## WHAT TO DO
Count the lines in the data below that contain the word "rough", and reply with that number alone.
Segment Open
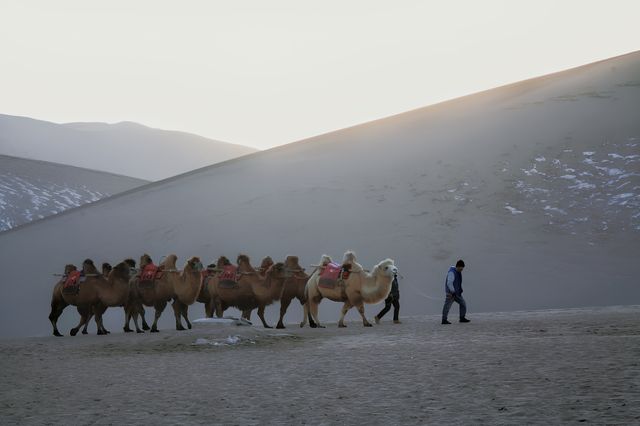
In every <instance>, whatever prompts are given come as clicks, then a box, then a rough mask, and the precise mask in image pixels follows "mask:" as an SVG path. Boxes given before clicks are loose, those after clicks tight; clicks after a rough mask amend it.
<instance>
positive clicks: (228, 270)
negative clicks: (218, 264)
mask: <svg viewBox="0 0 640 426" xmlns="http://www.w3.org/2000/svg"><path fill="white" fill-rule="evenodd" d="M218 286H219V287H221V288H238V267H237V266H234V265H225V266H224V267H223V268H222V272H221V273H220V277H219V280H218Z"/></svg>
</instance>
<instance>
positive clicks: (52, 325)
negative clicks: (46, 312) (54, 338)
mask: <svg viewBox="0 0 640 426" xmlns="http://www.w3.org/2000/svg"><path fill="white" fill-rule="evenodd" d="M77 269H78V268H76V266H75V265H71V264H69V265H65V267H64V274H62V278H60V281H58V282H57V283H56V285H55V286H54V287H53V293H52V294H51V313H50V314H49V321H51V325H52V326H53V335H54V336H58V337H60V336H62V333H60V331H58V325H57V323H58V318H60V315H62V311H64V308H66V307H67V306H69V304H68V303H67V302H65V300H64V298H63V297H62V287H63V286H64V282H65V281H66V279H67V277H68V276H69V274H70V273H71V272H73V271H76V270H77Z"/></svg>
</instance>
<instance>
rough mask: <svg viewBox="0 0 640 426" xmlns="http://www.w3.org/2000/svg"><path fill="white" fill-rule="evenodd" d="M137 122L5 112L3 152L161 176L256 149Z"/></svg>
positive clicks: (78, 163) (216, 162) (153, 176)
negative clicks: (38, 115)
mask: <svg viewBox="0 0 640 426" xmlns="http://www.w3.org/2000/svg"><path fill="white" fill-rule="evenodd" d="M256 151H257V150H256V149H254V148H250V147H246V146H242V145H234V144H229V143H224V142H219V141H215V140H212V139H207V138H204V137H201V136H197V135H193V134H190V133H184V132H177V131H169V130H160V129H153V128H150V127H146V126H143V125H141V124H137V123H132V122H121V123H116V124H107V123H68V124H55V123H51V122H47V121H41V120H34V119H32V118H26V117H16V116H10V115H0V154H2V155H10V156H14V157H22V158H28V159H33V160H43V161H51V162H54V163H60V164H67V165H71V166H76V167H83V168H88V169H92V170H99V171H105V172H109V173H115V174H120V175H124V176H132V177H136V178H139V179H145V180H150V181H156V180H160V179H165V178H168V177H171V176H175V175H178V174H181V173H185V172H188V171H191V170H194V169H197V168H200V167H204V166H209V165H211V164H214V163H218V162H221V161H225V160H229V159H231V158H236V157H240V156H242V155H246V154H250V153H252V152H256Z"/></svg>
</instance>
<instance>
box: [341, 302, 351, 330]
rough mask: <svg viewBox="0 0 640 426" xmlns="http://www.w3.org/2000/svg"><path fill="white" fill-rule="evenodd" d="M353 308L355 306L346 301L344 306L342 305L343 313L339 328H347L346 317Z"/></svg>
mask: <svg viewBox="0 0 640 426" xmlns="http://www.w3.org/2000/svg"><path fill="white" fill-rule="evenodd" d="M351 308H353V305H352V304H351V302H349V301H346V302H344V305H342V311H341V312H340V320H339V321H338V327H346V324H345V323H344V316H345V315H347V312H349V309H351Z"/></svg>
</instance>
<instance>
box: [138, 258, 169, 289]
Segment Closed
## FINISHED TASK
3